0
votes

I would like to superimpose, on each lattice histogram panel, an additional histogram (which will be the same in each panel). I want the overlayed histogram to have solid borders but empty fill (col), to allow comparison with the underlying histograms.

That is, the end result will be a series of panels, each with a different colored histogram, and each with the same extra outline histogram on top of the colored histogram.

Here's something that I tried, but it just produces empty panels:

foo.df <- data.frame(x=rnorm(40), categ=c(rep("A", 20), rep("B", 20)))
bar.df <- data.frame(x=rnorm(20))
histogram(~ x | categ, data=foo.df,
          panel=function(...){histogram(...);
                              histogram(~ x, data=bar.df, col=NULL)})

### GIVEN INFORMATION

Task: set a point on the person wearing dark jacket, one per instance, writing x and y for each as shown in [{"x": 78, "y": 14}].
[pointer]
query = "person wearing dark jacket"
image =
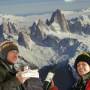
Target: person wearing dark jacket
[
  {"x": 10, "y": 79},
  {"x": 82, "y": 66}
]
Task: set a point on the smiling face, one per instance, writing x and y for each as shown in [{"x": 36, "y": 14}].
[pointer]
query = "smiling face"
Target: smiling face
[
  {"x": 83, "y": 68},
  {"x": 12, "y": 56}
]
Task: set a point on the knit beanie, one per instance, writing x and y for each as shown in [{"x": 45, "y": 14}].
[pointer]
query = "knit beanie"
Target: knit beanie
[
  {"x": 85, "y": 57},
  {"x": 5, "y": 47}
]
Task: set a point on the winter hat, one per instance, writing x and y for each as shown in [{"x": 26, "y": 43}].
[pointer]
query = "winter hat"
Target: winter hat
[
  {"x": 82, "y": 57},
  {"x": 5, "y": 47}
]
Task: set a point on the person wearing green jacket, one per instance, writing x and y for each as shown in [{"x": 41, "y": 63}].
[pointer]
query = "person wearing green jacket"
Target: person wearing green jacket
[
  {"x": 82, "y": 66},
  {"x": 10, "y": 79}
]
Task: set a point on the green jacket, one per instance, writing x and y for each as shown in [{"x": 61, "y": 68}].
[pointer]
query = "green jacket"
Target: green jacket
[{"x": 8, "y": 80}]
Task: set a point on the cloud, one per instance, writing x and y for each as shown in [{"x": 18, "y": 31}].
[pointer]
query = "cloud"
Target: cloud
[{"x": 69, "y": 0}]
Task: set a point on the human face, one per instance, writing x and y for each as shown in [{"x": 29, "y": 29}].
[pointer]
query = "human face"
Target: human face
[
  {"x": 12, "y": 56},
  {"x": 83, "y": 68}
]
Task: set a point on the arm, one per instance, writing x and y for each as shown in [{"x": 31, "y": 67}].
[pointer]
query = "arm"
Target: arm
[{"x": 12, "y": 82}]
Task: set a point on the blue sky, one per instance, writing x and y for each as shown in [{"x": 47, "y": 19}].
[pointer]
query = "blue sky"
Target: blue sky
[{"x": 30, "y": 7}]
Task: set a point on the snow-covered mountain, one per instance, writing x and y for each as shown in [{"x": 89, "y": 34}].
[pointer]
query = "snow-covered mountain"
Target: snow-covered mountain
[{"x": 55, "y": 42}]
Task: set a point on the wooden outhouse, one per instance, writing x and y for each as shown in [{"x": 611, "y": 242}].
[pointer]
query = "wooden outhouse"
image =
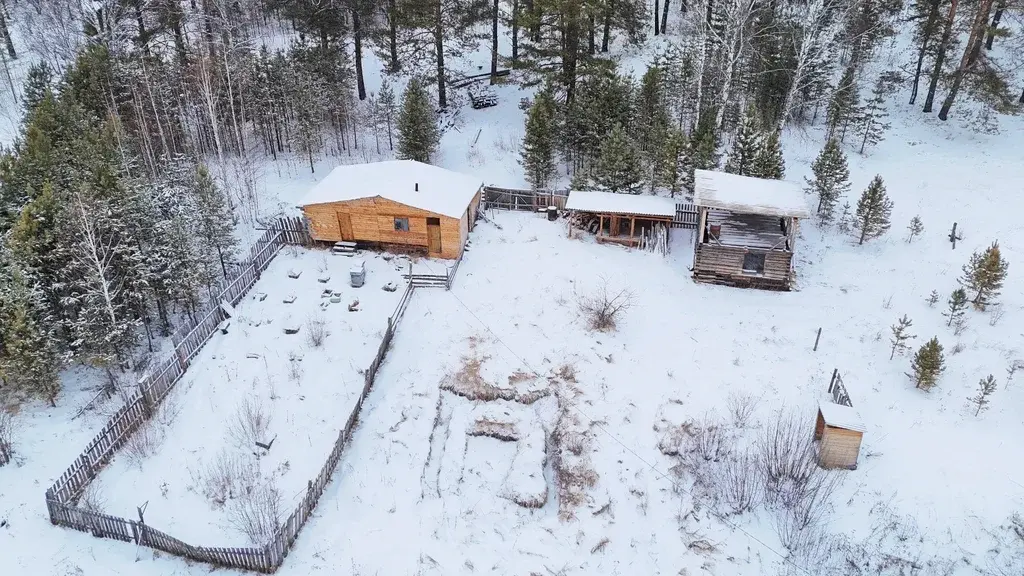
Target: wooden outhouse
[
  {"x": 622, "y": 218},
  {"x": 399, "y": 204},
  {"x": 747, "y": 230},
  {"x": 840, "y": 432}
]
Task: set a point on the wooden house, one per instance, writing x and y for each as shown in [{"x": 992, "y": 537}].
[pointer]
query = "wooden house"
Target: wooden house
[
  {"x": 840, "y": 432},
  {"x": 747, "y": 229},
  {"x": 398, "y": 204},
  {"x": 621, "y": 218}
]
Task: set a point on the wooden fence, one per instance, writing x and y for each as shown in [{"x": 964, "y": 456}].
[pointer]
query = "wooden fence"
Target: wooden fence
[
  {"x": 513, "y": 199},
  {"x": 61, "y": 498}
]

### PROBLEM STATEMENT
Transcribe the part of the lattice histogram question starting at "I would like" and ending at "the underlying histograms.", keeping every character unchanged.

### TASK SOLUTION
I would like to superimpose, on each lattice histogram panel, an additional histogram (which will be the same in each panel). I want the overlayed histogram to have solid borders but empty fill (col), to allow comparison with the underlying histograms.